# Your task:
Give back the listing word for word, from top to bottom.

*** Opening Records supplied ***

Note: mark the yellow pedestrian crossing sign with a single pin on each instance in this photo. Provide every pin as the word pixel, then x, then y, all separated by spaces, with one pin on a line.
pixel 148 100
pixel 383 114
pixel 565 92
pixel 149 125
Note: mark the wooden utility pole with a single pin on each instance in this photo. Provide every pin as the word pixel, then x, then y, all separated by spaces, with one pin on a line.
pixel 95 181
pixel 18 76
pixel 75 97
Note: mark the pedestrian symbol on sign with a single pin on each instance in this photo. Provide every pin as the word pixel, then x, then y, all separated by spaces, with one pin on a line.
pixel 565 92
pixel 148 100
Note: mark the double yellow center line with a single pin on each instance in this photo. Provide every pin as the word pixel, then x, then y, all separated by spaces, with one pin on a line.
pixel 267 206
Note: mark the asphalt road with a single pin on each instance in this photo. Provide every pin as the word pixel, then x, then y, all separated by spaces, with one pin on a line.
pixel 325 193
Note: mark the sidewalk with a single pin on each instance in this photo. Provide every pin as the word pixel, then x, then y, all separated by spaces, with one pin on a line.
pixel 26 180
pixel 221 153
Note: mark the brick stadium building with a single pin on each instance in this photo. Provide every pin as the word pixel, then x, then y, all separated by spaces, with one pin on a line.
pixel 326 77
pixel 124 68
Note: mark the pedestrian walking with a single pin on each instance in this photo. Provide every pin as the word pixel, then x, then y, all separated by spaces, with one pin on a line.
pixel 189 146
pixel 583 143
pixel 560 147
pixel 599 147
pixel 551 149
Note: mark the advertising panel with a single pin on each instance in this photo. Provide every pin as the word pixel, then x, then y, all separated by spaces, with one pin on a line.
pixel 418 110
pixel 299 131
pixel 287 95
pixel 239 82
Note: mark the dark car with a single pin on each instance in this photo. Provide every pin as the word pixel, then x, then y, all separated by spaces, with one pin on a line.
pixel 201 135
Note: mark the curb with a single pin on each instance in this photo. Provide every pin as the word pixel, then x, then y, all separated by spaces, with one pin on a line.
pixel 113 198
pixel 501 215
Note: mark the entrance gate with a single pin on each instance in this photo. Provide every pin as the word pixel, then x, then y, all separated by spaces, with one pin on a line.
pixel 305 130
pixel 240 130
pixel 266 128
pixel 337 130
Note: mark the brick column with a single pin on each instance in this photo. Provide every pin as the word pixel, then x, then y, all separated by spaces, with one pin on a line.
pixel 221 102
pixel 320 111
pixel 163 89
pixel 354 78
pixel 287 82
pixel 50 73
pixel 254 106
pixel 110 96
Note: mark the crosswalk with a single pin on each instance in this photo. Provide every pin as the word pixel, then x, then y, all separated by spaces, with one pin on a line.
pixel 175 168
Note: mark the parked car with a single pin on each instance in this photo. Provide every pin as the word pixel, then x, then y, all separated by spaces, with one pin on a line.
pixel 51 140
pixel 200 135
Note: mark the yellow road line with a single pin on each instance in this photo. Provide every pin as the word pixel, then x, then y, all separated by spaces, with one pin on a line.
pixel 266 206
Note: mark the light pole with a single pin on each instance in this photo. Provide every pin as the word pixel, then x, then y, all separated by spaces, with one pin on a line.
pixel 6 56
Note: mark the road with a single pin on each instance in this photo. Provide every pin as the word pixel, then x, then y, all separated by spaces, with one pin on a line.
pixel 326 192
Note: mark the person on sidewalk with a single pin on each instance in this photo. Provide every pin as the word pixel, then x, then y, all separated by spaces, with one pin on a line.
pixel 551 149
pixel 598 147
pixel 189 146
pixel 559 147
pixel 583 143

*** Closing Records supplied ***

# Written response:
Note: mark the yellow pedestrian crossing sign with a single pin on each instance in this photo. Provide every pin as the word pixel, then x, then y, all separated by spaces, with one pin on a line.
pixel 148 100
pixel 383 114
pixel 565 92
pixel 149 125
Note: mark the wooden utility pole with a single pin on each instance in this photo. Provide every pin as the word pixel, then x, then y, all separated by spaces, with one pin on a line.
pixel 95 181
pixel 18 76
pixel 75 97
Note: mark the pedestrian symbol on sign with a single pin on each instance in this photo. Provide every pin as the word pixel, then x, then y, all separated by spaces, with one pin on a line.
pixel 565 92
pixel 148 100
Note: mark the double yellow center line with a single pin on each instance in this photo. Provide every pin as the word pixel, then x, then y, all separated by spaces, with one pin on a line.
pixel 267 206
Note: mark the asphalt road with a single pin on each instance in this photo. Provide every pin as the word pixel, then x, then y, all separated by spaces, with one pin on a line.
pixel 325 193
Note: mark the sidewalk with a single pin on each instance in this photo. Provide every pin as the word pixel, then x, then y, all separated by spaces, with one pin on a line.
pixel 26 180
pixel 221 153
Note: mark the brick stadium building with a single pin on each instance in this photo. Provide every pin as the word pixel, then x, then y, all separated by spaces, with one pin on a line.
pixel 326 77
pixel 124 68
Note: mark the pedestrian walking with a single pin on each instance in this photo. Provide every pin as the word pixel, then x, then y, all separated by spaces, with one pin on a line.
pixel 189 146
pixel 583 143
pixel 560 147
pixel 599 147
pixel 551 149
Note: mark the advertising panel with a single pin on each instance in this photo. Provide every pin as the word pixel, then x, then y, all separated by spaces, with one pin on a line.
pixel 418 110
pixel 299 131
pixel 287 95
pixel 239 82
Note: mark the dark car with a single pin on each instance in this photo. Provide every pin as the word pixel, then x, then y, all separated by spaces, with one pin on a line.
pixel 201 135
Note: mark the curb with a single pin on each instance in this photo. Provide every pin as the word pixel, then x, then y, all separated by spaces, with one pin on a line.
pixel 113 198
pixel 501 215
Note: mark the entrance gate with a single pin on each instance in this photo. Provide every pin as the word pixel, then x, then y, all separated by spaces, with one pin on a line.
pixel 305 130
pixel 240 130
pixel 266 128
pixel 337 130
Note: mark the brick column with a single pin on each instance in this photo. Provide every pin as the word pixel, then x, then y, all separated by spaces, with one pin on a line.
pixel 221 102
pixel 320 111
pixel 163 89
pixel 354 78
pixel 287 82
pixel 50 73
pixel 254 106
pixel 110 96
Note: mark the crosswalk with a single pin on each instance in this photo. Provide every pin as the word pixel, then x, then y, all separated by spaces, with one pin on a line.
pixel 175 168
Note: mark the parked car with a single pin on each instance in this photo. Provide every pin as the word pixel, then x, then y, all separated by spaces, with one pin on a line.
pixel 51 140
pixel 200 135
Note: mark the yellow road line with a single pin on each instance in this photo. Provide every pin as the word pixel, then x, then y, all separated by spaces, with one pin on a line.
pixel 266 206
Note: mark the light pole with a single pin on each instance in this photo. Provide every pin as the word pixel, then x, then y, all separated by spaces, with one pin on a line.
pixel 6 56
Note: mark the road with a single pin on each instance in this photo. Provide every pin as the word pixel, then x, then y, all separated by spaces, with one pin on a line.
pixel 326 192
Note: mark the person on sidewalk with a single pin on each instance in this photo. Provide every pin as the word pixel, then x, then y, all separated by spaces, with one pin on a line.
pixel 551 149
pixel 598 147
pixel 189 146
pixel 559 147
pixel 583 143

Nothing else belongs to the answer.